- _Exercise requirements_
Please return the data from the line with "Using the specimen image, mark the blurred background" to the line with "[1126,347,1280,448]" exactly as it appears, including both of those lines.

- _Exercise inputs_

++++++++++

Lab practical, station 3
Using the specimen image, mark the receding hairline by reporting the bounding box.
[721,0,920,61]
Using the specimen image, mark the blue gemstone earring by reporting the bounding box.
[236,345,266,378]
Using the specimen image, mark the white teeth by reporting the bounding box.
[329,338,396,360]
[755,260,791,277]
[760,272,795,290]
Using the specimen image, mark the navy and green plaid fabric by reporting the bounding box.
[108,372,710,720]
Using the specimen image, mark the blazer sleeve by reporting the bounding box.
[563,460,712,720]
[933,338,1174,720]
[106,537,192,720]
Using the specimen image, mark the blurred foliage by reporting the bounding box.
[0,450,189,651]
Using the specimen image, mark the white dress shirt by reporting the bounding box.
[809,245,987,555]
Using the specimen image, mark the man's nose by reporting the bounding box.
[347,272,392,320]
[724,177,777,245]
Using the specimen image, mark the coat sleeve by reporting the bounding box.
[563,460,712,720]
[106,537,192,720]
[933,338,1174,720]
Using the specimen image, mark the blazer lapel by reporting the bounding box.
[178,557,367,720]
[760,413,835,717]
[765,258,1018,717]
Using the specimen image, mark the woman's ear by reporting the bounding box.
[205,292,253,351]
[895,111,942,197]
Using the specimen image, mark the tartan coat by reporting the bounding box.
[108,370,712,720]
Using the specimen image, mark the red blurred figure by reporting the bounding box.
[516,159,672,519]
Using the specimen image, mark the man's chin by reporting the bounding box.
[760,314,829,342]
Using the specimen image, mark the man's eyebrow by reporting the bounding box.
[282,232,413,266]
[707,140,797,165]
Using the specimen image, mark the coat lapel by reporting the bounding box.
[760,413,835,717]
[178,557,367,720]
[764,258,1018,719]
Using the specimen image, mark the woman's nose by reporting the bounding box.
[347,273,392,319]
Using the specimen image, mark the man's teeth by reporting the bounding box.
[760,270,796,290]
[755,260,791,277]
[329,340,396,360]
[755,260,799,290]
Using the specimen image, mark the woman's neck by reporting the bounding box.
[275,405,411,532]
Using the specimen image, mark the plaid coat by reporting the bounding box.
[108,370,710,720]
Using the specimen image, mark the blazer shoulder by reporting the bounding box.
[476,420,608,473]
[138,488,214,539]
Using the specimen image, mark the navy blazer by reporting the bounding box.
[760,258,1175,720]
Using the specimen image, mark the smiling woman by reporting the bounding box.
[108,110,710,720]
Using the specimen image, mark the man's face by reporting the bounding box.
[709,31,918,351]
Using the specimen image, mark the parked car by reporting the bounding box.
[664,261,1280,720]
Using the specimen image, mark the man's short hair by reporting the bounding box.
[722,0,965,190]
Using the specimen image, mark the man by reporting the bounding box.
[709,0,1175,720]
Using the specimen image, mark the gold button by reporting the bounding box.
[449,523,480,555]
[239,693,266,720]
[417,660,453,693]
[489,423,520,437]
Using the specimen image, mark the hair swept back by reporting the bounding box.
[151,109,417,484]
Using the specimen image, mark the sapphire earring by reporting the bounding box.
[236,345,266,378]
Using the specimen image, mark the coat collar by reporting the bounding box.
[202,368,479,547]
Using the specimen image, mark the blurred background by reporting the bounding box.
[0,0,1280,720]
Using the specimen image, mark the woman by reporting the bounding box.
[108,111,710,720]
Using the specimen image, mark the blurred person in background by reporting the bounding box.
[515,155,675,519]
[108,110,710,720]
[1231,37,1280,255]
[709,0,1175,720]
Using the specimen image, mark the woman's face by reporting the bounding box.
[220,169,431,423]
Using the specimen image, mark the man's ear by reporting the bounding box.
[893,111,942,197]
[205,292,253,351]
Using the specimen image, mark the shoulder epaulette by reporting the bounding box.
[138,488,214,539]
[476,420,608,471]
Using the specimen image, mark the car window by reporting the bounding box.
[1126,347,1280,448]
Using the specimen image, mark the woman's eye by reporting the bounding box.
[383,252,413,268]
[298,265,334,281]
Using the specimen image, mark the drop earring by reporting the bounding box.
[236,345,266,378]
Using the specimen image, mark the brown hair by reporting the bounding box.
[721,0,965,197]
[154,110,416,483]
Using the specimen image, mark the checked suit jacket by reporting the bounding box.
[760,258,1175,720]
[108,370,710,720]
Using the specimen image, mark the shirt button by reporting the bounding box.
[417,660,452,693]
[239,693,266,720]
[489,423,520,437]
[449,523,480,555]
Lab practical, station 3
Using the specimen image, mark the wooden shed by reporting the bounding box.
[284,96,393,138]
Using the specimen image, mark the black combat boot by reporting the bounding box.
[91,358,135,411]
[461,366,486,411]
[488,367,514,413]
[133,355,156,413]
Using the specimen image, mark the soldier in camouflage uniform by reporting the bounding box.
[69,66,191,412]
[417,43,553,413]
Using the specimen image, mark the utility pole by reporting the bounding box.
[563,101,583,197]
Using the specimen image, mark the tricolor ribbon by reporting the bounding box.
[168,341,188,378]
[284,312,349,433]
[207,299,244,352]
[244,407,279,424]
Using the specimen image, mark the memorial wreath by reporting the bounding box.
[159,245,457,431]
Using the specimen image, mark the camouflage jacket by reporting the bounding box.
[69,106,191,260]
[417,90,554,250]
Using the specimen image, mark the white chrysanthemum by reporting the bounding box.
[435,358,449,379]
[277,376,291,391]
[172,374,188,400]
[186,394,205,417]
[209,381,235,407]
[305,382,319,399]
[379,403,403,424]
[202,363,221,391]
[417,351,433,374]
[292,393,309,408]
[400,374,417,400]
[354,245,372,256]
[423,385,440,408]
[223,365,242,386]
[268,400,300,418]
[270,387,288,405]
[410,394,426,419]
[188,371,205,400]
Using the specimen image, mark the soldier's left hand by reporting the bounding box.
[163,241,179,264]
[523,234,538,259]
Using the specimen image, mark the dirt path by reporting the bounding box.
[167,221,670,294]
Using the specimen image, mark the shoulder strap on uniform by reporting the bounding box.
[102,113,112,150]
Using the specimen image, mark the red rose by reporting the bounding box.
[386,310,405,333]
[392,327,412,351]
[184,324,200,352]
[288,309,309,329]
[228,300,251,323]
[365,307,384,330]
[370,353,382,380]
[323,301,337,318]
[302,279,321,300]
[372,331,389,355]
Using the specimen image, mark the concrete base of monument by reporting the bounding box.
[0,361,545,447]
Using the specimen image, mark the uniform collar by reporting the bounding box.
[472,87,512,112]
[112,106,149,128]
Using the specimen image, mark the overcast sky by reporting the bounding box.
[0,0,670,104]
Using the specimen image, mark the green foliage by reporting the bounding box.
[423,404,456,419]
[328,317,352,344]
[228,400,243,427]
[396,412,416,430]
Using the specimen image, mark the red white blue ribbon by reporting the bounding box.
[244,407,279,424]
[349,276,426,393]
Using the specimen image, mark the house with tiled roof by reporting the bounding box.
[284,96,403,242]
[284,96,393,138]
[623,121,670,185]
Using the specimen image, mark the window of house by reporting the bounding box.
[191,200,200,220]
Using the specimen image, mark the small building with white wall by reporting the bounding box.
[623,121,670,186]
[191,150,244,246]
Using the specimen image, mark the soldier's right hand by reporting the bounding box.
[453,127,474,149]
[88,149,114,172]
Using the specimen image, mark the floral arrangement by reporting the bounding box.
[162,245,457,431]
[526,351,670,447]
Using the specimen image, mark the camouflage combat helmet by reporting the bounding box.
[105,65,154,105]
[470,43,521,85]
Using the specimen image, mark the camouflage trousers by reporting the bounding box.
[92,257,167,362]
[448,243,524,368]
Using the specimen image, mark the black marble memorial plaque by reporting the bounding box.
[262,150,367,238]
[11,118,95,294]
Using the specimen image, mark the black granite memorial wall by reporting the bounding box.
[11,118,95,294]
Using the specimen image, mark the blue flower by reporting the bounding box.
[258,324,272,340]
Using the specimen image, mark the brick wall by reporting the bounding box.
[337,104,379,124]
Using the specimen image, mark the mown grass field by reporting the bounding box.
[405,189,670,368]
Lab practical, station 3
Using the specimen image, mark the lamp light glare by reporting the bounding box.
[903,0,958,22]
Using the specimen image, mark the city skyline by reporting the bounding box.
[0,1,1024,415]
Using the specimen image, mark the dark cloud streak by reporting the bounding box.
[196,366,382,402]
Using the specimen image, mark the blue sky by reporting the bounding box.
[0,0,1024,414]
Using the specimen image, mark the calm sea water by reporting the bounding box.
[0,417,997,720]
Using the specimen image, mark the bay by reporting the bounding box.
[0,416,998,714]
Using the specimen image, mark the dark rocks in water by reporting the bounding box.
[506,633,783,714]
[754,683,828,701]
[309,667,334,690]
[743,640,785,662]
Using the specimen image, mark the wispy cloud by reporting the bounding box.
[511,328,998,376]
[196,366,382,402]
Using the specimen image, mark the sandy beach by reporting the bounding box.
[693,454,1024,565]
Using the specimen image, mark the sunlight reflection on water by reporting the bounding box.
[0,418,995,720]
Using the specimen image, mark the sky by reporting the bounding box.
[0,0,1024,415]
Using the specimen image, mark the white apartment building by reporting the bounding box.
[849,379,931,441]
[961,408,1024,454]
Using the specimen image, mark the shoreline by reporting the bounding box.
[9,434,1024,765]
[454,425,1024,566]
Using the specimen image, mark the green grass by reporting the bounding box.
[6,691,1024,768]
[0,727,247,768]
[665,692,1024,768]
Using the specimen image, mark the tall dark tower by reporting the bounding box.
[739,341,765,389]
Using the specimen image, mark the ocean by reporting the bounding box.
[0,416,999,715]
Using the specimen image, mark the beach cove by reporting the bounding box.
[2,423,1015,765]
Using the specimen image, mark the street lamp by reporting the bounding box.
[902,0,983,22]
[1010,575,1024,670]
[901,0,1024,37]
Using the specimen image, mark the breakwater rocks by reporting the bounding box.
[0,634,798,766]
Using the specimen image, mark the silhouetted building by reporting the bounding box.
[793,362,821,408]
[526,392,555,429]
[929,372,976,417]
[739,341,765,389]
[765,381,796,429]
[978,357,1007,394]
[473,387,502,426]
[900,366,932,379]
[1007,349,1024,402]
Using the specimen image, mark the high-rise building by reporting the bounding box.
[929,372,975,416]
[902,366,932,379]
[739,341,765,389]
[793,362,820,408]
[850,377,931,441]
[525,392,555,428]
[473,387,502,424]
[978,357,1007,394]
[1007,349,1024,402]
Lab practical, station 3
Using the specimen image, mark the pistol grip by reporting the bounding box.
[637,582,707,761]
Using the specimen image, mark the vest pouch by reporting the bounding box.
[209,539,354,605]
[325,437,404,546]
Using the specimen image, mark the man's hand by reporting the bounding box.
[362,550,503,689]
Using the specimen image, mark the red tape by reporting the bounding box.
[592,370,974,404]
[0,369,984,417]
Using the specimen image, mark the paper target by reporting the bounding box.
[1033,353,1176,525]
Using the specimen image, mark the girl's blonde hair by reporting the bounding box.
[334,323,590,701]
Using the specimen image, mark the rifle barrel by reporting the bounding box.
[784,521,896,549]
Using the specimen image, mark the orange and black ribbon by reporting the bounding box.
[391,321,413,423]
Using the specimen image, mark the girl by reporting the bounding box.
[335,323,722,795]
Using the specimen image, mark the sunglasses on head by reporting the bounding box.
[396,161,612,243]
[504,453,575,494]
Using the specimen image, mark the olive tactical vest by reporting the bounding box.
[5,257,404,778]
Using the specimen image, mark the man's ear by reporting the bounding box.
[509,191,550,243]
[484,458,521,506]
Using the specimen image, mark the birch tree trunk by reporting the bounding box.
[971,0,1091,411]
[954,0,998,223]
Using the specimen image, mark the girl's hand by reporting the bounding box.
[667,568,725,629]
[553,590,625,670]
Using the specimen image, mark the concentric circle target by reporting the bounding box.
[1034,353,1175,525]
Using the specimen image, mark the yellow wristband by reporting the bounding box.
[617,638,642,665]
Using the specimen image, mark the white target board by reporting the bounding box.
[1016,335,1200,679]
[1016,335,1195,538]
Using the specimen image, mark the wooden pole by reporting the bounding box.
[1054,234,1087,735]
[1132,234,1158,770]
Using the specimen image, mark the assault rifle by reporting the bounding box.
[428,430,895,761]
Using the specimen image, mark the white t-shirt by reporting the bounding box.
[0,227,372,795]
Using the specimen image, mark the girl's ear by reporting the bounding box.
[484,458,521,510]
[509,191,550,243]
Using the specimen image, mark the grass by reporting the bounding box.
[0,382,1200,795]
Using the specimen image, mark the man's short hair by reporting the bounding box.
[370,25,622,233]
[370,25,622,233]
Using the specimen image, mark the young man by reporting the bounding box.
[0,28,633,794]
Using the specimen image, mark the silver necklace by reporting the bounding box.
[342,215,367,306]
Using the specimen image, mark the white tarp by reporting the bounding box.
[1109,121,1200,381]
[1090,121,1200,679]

++++++++++

- _Answer to the problem_
Using the specimen image, mark the blurred background by reporting the bounding box.
[0,0,1280,720]
Using the specimen image, mark the woman by reporting the bounding box.
[108,111,710,720]
Using the specimen image, mark the blurred person in background by reporting the bounding box.
[515,155,675,519]
[108,110,710,720]
[1231,37,1280,255]
[709,0,1175,720]
Using the specimen image, mark the woman's face by reporting the bounding box.
[220,169,431,423]
Using the specimen image, mark the man's ear by reporting the bounding box.
[893,111,942,197]
[205,292,253,351]
Using the specimen image, mark the shoulder epaulette by reporting the bounding box.
[138,488,214,539]
[476,420,608,471]
Using the specimen image, mark the car window by reporting the bounding box.
[1126,347,1280,448]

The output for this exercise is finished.